Required work: Copy every line of the records below, requests included, and scale each box coordinate in the answers by 1.6, rounding to whole numbers with halves going up.

Data for processing:
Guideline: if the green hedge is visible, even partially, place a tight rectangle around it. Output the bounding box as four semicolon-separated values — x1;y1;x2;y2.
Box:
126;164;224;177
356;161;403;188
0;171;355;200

Solution to this problem:
Guideline: if the green hedge is visible, even partially, place a tight rectangle around it. Output the bounding box as four semicolon-separated values — x1;y1;x2;y2.
Box:
202;262;358;283
570;258;645;301
0;274;568;320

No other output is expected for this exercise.